### DOCUMENT TEXT
....

Image denoising by FFT

Denoise an image (../../../../data/moonlanding.png) by implementing a blur with an FFT.

Implements, via FFT, the following convolution:

f_1(t) = \int dt'\, K(t-t') f_0(t')

\tilde{f}_1(\omega) = \tilde{K}(\omega) \tilde{f}_0(\omega)

Read and plot the image

import numpy as np
import matplotlib.pyplot as plt
im = plt.imread("../../../../data/moonlanding.png").astype(float)
plt.figure()
plt.imshow(im, plt.cm.gray)
plt.title("Original image")
Original image
Text(0.5, 1.0, 'Original image')

Compute the 2d FFT of the input image

import scipy as sp
im_fft = sp.fft.fft2(im)
# Show the results
def plot_spectrum(im_fft):
from matplotlib.colors import LogNorm
# A logarithmic colormap
plt.imshow(np.abs(im_fft), norm=LogNorm(vmin=5))
plt.colorbar()
plt.figure()
plot_spectrum(im_fft)
plt.title("Fourier transform")

....

### RECORDS PROVIDED
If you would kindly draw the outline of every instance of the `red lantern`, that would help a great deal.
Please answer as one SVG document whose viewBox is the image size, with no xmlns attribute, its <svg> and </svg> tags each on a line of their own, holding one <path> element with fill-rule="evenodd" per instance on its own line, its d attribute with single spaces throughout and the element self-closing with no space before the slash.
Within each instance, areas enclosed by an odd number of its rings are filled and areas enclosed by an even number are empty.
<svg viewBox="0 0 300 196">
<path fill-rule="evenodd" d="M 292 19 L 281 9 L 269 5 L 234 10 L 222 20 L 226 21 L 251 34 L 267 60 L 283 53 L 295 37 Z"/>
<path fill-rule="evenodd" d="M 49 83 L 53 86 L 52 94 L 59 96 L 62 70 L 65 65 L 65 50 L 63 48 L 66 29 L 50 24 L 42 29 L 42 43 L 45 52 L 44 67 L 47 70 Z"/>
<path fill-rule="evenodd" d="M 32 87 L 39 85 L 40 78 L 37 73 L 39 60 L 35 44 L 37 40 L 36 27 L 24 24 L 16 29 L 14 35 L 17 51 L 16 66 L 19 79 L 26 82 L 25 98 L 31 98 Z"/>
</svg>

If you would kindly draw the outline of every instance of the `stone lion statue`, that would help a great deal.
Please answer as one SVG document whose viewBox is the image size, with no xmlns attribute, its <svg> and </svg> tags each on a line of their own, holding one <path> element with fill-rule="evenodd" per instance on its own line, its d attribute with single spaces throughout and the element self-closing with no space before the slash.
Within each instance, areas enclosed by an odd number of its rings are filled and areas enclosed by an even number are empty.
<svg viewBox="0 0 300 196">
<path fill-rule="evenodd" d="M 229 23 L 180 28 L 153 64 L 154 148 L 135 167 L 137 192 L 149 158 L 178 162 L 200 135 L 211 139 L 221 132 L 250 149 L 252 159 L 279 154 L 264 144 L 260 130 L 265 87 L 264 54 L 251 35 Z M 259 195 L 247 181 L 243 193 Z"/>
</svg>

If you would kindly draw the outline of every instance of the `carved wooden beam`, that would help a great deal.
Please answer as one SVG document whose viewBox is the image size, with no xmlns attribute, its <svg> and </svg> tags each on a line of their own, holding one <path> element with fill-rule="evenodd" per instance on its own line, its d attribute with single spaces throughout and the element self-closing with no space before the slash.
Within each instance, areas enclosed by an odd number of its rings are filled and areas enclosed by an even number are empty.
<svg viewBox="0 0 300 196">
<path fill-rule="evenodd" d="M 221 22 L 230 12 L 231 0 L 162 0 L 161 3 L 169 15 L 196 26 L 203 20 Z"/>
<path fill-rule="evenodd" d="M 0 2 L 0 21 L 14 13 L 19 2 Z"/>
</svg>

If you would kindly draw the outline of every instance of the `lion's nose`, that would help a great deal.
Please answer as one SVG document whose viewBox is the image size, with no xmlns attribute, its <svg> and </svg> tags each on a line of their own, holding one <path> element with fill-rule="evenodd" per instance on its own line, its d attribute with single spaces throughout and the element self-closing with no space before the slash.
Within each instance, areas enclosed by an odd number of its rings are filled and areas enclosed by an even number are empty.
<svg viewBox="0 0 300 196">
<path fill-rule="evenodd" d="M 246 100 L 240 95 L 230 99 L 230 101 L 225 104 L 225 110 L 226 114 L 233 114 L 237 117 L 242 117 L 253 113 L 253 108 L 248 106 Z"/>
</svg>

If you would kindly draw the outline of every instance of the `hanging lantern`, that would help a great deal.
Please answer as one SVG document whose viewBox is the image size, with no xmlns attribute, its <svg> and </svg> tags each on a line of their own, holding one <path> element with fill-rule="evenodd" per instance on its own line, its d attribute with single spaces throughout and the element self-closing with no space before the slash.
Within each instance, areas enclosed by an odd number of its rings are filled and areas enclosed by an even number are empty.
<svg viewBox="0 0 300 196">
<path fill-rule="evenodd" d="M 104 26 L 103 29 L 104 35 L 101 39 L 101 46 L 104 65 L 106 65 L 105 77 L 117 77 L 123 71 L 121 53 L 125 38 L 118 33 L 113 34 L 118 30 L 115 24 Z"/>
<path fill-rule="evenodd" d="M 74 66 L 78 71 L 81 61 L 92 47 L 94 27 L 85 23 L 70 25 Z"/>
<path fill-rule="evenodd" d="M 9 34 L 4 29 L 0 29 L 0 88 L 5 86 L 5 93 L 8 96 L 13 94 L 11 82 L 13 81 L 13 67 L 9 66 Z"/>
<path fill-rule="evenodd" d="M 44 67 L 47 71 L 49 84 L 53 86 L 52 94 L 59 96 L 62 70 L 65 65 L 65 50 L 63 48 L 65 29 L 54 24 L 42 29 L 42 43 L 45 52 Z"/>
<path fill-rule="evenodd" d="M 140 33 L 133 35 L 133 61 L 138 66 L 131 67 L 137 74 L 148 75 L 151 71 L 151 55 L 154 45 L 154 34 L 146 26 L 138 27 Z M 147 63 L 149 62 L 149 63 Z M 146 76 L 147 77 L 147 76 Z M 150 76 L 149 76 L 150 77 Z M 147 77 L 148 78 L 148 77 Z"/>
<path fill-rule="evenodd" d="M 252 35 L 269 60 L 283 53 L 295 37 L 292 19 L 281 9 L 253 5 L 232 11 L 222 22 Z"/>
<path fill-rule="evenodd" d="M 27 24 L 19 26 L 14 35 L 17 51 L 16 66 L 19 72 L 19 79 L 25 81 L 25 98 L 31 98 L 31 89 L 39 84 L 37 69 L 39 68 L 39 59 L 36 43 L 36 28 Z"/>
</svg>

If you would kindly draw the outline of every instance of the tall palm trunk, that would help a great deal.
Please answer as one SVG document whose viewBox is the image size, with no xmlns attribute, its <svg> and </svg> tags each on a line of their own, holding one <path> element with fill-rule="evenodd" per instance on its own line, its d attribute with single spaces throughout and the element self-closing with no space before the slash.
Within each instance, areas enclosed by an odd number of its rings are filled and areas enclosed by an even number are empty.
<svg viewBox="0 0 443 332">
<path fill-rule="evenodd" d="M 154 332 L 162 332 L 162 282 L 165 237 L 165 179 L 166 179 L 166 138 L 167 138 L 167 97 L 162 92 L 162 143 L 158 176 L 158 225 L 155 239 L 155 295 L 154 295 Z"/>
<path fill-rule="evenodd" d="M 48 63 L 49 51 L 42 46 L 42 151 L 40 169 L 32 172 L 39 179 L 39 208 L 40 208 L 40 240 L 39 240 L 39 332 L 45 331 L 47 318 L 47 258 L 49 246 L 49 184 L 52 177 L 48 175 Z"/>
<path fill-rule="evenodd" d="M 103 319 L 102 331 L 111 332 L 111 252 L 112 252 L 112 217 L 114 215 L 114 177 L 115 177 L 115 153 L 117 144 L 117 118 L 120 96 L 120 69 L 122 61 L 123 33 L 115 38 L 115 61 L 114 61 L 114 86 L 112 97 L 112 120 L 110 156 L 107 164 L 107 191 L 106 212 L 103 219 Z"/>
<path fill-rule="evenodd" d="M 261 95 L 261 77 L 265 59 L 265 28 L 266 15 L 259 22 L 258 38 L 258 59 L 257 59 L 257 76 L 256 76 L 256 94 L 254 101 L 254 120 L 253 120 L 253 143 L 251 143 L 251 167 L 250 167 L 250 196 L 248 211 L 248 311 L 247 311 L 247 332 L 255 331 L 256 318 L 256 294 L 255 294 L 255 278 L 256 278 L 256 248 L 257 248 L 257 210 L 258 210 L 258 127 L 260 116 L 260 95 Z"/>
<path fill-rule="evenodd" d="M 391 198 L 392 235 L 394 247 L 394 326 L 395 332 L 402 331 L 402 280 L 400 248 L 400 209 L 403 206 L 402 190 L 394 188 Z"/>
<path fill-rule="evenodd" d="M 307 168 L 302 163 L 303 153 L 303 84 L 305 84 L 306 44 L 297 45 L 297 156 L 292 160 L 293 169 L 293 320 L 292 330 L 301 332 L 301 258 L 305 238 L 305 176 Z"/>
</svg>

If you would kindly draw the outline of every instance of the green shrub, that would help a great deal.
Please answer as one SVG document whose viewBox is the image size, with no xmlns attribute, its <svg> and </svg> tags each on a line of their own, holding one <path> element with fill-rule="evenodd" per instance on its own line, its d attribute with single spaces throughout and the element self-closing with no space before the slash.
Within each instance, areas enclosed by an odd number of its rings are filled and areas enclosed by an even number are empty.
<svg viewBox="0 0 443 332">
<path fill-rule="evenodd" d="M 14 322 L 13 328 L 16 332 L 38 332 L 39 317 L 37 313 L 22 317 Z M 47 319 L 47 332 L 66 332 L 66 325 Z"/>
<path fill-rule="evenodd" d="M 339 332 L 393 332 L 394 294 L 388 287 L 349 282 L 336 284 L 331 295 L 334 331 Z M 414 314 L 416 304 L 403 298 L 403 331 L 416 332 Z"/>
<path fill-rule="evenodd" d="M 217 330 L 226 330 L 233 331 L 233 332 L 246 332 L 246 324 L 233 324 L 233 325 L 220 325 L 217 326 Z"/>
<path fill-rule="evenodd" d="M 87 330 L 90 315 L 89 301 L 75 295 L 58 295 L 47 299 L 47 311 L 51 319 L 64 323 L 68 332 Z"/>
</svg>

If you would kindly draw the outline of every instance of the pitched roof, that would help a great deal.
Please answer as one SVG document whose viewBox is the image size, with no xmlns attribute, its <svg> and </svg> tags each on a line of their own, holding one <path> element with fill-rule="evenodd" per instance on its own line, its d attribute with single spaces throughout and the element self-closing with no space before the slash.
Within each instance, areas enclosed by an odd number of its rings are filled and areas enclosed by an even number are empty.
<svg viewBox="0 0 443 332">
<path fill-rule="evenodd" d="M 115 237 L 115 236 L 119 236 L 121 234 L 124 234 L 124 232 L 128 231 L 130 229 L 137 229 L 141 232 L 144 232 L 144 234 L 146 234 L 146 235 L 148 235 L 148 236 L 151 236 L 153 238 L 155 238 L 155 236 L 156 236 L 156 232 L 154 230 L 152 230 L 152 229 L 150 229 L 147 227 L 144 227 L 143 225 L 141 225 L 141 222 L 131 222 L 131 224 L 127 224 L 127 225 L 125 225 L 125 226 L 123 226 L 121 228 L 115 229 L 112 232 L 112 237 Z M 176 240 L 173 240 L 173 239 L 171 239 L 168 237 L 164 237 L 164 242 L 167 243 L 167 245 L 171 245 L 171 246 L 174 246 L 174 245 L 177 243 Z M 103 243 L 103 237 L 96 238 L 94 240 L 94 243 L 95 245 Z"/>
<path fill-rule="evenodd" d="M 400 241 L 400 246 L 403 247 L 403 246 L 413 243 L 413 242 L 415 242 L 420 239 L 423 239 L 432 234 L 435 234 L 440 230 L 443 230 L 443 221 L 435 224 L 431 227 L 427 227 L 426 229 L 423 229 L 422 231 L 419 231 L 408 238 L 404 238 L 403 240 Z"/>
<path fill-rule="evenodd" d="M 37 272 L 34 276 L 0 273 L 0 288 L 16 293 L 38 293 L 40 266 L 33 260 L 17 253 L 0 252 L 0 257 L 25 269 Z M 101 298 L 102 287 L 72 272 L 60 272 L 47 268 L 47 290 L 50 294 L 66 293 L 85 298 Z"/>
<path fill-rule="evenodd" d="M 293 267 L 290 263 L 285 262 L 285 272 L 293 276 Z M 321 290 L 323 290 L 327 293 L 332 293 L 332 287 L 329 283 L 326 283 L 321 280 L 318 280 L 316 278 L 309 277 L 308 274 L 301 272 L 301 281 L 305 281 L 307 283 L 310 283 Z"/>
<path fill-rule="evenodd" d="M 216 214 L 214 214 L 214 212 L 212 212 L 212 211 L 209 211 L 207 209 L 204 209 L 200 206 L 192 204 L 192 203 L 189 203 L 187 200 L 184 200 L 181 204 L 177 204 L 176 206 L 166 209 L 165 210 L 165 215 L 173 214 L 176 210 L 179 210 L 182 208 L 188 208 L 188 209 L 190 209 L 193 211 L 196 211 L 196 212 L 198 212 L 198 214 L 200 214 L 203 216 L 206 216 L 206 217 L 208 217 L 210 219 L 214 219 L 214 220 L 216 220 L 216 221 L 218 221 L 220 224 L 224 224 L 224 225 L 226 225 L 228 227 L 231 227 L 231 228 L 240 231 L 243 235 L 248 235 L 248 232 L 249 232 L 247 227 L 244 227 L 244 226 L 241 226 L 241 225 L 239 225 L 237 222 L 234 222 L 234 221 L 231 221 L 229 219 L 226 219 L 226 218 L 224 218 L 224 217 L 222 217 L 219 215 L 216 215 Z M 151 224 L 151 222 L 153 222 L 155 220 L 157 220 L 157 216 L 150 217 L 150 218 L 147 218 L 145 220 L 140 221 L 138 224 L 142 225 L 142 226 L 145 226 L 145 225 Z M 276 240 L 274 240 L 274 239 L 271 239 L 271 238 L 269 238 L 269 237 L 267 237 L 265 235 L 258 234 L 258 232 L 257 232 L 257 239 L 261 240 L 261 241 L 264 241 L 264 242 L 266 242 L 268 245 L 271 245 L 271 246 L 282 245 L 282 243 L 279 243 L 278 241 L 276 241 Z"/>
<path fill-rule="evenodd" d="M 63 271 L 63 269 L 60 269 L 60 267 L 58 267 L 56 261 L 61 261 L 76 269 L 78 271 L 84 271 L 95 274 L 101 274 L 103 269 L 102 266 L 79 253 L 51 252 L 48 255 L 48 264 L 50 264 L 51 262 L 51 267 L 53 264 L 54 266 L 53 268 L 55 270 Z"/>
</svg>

....

### WORK TO COMPLETE
Continue the image-denoising-by-FFT tutorial from its last line.

### REPLY
Fourier transform
Text(0.5, 1.0, 'Fourier transform')

Filter in FFT

# In the lines following, we'll make a copy of the original spectrum and
# truncate coefficients.
# Define the fraction of coefficients (in each direction) we keep
keep_fraction = 0.1
# Call ff a copy of the original transform. NumPy arrays have a copy
# method for this purpose.
im_fft2 = im_fft.copy()
# Set r and c to be the number of rows and columns of the array.
r, c = im_fft2.shape
# Set to zero all rows with indices between r*keep_fraction and
# r*(1-keep_fraction):
im_fft2[int(r * keep_fraction) : int(r * (1 - keep_fraction))] = 0
# Similarly with the columns:
im_fft2[:, int(c * keep_fraction) : int(c * (1 - keep_fraction))] = 0
plt.figure()
plot_spectrum(im_fft2)
plt.title("Filtered Spectrum")
Filtered Spectrum
Text(0.5, 1.0, 'Filtered Spectrum')

Reconstruct the final image

# Reconstruct the denoised image from the filtered spectrum, keep only the
# real part for display.
im_new = sp.fft.ifft2(im_fft2).real
plt.figure()
plt.imshow(im_new, plt.cm.gray)
plt.title("Reconstructed Image")
Reconstructed Image
Text(0.5, 1.0, 'Reconstructed Image')

Easier and better: scipy.ndimage.gaussian_filter()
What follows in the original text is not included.